# Exercise directions
Pull out every line of the data that contains the word "with", matching case exactly, and copy each of those lines.

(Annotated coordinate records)
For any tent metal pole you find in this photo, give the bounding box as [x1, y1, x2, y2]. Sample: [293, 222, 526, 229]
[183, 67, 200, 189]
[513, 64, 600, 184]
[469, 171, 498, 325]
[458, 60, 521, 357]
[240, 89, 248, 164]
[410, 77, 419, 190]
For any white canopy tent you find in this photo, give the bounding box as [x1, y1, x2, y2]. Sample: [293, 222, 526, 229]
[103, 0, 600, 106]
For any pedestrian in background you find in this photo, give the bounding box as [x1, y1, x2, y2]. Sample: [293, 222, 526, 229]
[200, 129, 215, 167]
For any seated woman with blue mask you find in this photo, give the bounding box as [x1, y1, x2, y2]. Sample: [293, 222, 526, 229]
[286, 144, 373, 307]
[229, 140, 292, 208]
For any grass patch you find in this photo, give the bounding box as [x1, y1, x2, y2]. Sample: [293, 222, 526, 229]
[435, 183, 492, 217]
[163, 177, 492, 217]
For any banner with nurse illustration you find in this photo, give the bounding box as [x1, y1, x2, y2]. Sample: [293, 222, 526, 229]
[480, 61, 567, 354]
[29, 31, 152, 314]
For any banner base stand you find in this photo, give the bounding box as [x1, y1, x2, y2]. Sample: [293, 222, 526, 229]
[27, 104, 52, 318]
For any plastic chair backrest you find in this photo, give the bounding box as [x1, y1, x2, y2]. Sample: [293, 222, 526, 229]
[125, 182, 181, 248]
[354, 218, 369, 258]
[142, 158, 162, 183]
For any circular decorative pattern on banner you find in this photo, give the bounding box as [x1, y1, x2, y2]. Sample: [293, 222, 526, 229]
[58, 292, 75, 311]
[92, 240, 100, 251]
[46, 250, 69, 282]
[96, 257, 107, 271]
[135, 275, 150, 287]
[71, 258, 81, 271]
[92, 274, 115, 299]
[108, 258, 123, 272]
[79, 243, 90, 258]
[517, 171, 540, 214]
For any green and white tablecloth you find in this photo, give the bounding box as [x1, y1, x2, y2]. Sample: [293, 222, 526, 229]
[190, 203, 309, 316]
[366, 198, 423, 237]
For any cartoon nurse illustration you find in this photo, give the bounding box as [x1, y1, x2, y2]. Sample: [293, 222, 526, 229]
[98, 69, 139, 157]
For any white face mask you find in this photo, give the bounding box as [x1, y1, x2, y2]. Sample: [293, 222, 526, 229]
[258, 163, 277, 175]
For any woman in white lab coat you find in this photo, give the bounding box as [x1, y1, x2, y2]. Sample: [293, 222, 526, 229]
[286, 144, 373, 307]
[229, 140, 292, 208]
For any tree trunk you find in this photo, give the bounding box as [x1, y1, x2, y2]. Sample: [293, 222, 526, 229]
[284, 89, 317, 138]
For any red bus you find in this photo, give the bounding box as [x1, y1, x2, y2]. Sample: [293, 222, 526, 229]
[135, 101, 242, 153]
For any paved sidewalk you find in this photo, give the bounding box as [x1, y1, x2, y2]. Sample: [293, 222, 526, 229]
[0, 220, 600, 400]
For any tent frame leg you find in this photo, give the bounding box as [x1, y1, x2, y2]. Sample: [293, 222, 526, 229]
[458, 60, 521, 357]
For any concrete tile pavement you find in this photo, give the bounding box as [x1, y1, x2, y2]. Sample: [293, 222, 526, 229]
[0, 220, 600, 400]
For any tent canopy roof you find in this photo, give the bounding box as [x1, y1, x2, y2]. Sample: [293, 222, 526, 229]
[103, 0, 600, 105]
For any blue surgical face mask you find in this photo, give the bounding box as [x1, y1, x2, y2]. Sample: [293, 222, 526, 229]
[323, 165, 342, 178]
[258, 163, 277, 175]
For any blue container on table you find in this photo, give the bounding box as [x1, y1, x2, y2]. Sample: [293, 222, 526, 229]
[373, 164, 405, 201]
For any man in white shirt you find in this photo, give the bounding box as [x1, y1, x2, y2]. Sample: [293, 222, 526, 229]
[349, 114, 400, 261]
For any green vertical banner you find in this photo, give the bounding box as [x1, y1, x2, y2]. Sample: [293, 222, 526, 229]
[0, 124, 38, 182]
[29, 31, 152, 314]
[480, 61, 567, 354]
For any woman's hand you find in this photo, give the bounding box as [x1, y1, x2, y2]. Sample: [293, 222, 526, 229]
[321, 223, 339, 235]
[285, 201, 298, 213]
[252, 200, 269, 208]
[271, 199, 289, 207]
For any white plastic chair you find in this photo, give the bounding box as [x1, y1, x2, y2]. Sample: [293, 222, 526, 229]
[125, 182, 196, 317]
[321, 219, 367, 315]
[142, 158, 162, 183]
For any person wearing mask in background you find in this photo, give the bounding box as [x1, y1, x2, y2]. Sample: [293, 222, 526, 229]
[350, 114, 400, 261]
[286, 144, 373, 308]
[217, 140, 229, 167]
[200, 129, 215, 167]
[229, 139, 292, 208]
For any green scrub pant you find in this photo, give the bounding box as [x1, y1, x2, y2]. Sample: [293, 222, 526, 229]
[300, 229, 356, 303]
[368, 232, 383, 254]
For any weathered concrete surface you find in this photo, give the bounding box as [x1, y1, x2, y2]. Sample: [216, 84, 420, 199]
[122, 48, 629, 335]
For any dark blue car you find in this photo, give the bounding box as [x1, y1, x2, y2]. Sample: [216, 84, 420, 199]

# Answer for this exercise
For any seated woman with blue mask you find in this photo, give the bounding box as [x1, y1, x2, y2]. Sample: [293, 222, 526, 229]
For any banner with nurse illustration you find in this photo, give the bounding box as [x1, y1, x2, y2]. Sample: [293, 222, 526, 229]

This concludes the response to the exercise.